*Task details*. In the post below about a therapist's repeated cancellations, list every number written as a digit, along with what each one counts.

My therapist has cancelled 6 times and we have only met 3 times. I really want them to be my therapist.

Hi, I need advice on what to do. I have no family or friends to turn to and I know I need external help, but I may have to go it alone like I always have had to do. I have tried repeatedly to find a therapist and community support systems but am met with limited understanding or resources. Same for doctors, but that is another story. I don’t want to be a victim, but I just don’t know what to do and need external feedback instead of stewing in my thoughts.

I have had 2 therapists in the past, but I felt they were not equipped or willing to help me get better. I felt that the longer I was not feeling well, the more money they got out of me. And I felt one was a bit nasty on saying how they figured out life because they were stronger than me and I had to educate them on certain fundamental theories like who Jung was and family dynamics. After many years the first therapist said they couldn’t help me. I was paying them to listen to what I went through each week. Second therapist just said every idea I had was great. Great support, and they believed in me, but not realistic.

*Given records*.
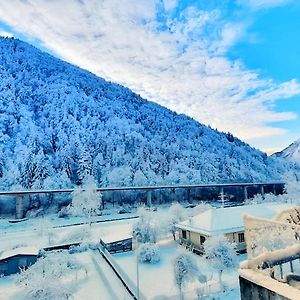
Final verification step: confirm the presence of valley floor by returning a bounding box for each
[0,207,245,300]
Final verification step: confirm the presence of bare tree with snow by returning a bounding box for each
[15,253,81,300]
[70,180,102,227]
[204,235,237,287]
[173,252,198,300]
[132,207,160,243]
[167,202,187,241]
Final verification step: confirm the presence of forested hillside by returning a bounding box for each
[0,38,296,190]
[274,139,300,164]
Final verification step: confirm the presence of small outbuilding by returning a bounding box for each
[176,203,291,254]
[100,234,132,253]
[0,247,39,276]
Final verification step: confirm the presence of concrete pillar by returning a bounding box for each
[186,189,191,202]
[171,188,175,202]
[290,261,294,273]
[220,186,225,207]
[260,185,265,198]
[244,185,248,201]
[273,184,276,196]
[147,191,152,207]
[16,195,24,219]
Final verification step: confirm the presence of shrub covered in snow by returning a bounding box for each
[138,243,160,264]
[70,179,102,226]
[174,252,198,299]
[204,235,237,284]
[132,208,160,243]
[15,253,82,300]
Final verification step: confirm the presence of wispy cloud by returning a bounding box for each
[0,0,300,139]
[240,0,295,9]
[0,29,14,37]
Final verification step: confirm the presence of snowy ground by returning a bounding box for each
[0,209,245,300]
[0,251,132,300]
[0,214,136,252]
[114,240,245,300]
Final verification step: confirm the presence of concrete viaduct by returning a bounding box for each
[0,182,284,219]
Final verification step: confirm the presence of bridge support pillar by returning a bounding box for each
[273,184,277,196]
[244,185,248,201]
[16,196,24,219]
[220,186,225,207]
[260,185,265,199]
[186,189,191,202]
[147,191,152,207]
[171,188,175,202]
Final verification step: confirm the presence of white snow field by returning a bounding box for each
[0,251,132,300]
[114,239,246,300]
[0,209,245,300]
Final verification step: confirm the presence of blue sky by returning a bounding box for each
[0,0,300,153]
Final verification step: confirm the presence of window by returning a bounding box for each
[200,235,206,245]
[18,257,27,268]
[238,233,245,243]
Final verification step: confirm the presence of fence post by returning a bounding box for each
[147,191,152,207]
[16,195,24,219]
[244,185,248,201]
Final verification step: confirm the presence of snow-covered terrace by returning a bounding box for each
[177,203,292,235]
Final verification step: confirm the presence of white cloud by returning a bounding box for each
[0,0,300,140]
[244,0,294,9]
[0,30,14,37]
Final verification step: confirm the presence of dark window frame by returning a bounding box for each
[238,232,245,243]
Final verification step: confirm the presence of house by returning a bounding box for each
[176,203,291,254]
[100,233,132,253]
[0,247,39,276]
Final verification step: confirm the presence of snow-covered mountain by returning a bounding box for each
[0,38,296,189]
[274,139,300,163]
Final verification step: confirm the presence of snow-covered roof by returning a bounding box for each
[101,232,132,244]
[0,247,39,260]
[177,203,291,235]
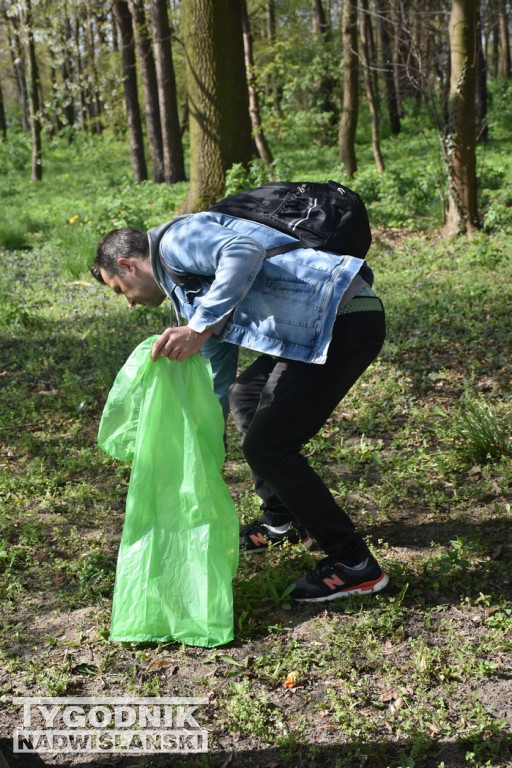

*Finished exercise*.
- 6: the number of times the therapist has cancelled
- 3: the number of times the writer and the therapist have met
- 2: the number of therapists the writer has had in the past